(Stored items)
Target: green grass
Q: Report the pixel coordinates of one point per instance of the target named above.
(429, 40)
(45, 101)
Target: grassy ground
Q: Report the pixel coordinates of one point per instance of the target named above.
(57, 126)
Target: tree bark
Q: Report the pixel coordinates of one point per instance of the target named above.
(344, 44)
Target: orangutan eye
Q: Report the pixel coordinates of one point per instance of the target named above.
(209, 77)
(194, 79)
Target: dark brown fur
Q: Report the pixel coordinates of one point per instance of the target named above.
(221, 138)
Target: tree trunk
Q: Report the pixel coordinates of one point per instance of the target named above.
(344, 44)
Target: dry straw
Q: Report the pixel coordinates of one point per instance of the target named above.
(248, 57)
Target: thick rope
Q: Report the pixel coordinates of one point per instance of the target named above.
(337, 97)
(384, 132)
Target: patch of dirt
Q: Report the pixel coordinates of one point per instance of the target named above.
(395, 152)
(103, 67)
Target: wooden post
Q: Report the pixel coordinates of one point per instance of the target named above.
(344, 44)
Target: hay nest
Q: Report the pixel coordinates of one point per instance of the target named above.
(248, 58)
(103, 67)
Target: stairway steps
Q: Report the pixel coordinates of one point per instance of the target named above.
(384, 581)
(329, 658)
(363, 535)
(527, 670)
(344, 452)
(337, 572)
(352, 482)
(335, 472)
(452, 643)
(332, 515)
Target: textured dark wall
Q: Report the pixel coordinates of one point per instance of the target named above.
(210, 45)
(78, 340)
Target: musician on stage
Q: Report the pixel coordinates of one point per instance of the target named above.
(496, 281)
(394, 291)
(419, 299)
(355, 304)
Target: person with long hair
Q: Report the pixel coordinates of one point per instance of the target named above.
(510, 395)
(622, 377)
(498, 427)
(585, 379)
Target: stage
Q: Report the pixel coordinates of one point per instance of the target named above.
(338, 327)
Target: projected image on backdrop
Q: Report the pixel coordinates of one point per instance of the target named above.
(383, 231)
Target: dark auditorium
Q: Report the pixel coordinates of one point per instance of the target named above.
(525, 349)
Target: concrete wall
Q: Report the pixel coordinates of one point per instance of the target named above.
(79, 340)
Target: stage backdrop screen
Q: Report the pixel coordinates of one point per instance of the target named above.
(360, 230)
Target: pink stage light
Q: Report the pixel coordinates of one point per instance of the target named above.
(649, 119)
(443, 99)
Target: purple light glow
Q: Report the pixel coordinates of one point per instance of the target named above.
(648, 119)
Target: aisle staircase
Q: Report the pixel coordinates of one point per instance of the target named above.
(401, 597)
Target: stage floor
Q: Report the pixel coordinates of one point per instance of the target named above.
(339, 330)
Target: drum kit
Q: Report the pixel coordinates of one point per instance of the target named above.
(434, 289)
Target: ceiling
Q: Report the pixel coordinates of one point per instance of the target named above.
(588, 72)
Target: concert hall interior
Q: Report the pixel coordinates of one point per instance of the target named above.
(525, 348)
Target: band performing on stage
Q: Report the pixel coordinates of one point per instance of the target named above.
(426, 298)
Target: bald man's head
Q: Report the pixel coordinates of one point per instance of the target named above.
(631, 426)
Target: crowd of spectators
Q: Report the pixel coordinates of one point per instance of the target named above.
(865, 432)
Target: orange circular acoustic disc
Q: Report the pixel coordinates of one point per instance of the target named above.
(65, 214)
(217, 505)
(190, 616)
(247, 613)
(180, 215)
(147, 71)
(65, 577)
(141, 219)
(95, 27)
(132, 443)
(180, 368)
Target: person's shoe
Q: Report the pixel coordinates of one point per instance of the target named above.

▶ **Problem**
Begin at the line containing "Target: drum kit" and reproduce each line through the end of the records above.

▶ **Solution for this problem**
Target: drum kit
Q: Report the pixel coordinates of one point per instance of the target named above.
(434, 289)
Target: ceiling
Q: Report the pixel coordinates of one point per instance of the target named above.
(588, 72)
Target: concert hall interior
Q: Report the pixel coordinates of one point per instance of the target named above.
(525, 348)
Target: band performing on stage
Q: Report the pixel coordinates of one point per instance of the target named above.
(426, 298)
Target: bald man's head
Q: Report the pixel coordinates of one point per instance of the target named above.
(631, 426)
Target: crowd of spectators
Q: Report the pixel coordinates of one point per instance of the target named above.
(865, 432)
Target: orange circular acoustic disc
Q: Report the pixel coordinates of one point per instance of the target named above.
(65, 214)
(217, 505)
(190, 616)
(247, 613)
(180, 215)
(147, 71)
(65, 577)
(141, 219)
(95, 27)
(132, 443)
(180, 368)
Target: person's shoe
Q: Report the pixel coordinates of one point per instance of the target named above.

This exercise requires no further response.